____ INPUT FOR THIS TASK
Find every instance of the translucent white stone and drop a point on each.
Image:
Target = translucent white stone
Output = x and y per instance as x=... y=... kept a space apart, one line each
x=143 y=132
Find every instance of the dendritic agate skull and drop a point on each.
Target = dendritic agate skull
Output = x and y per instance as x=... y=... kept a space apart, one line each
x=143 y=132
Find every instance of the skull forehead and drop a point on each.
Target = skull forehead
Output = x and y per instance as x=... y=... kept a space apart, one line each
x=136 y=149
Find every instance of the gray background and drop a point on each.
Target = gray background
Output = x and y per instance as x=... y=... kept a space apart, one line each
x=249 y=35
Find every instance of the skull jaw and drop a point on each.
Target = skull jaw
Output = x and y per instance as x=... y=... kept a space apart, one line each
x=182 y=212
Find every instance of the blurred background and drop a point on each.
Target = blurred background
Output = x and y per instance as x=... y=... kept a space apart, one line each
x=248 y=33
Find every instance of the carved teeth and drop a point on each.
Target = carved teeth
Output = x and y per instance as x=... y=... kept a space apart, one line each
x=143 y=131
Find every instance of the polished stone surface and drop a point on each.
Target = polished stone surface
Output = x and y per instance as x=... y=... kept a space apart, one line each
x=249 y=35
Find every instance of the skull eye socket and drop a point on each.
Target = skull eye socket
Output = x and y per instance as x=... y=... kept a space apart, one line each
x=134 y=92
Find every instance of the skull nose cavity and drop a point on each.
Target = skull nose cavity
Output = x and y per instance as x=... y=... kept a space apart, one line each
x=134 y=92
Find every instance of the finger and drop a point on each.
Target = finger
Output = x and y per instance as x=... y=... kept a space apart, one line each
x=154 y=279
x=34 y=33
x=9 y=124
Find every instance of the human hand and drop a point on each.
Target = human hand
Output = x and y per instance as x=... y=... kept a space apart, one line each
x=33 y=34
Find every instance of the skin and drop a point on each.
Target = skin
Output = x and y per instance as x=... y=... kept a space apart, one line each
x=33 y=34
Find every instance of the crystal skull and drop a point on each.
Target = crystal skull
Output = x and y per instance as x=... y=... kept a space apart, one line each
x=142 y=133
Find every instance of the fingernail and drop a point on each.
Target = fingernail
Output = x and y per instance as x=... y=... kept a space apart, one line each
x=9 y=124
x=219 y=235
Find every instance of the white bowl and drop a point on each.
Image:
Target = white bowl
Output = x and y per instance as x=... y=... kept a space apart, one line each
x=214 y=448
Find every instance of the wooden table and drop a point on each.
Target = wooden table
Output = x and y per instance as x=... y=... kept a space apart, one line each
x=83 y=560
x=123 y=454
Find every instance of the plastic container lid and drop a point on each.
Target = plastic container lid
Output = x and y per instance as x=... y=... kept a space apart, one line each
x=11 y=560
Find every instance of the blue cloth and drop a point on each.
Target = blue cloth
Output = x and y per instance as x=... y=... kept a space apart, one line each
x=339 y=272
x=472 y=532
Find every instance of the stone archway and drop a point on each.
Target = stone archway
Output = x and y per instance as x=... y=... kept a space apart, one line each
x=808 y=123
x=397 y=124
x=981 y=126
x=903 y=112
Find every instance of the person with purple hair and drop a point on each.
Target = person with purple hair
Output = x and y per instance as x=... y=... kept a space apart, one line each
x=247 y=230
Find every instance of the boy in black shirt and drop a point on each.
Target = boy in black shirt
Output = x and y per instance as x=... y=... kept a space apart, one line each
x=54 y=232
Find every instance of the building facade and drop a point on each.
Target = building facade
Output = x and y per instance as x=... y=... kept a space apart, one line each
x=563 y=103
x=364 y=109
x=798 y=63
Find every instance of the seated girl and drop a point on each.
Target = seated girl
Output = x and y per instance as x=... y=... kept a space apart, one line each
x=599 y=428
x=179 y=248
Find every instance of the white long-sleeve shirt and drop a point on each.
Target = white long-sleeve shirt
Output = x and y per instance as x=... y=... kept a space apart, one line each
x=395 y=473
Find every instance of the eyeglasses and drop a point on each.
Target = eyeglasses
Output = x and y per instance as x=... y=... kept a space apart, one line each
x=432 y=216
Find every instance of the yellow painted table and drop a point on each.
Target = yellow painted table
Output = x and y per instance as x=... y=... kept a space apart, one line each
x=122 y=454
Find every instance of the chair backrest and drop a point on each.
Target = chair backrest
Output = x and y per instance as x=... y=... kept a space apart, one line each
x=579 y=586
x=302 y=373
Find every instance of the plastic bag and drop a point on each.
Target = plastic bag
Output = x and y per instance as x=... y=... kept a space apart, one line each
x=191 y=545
________
#### [DIRECTIONS FOR THIS TASK]
Find out how many lines in the listing contain the word "crystal", and respond with that number only.

#### [RESULT BELOW]
2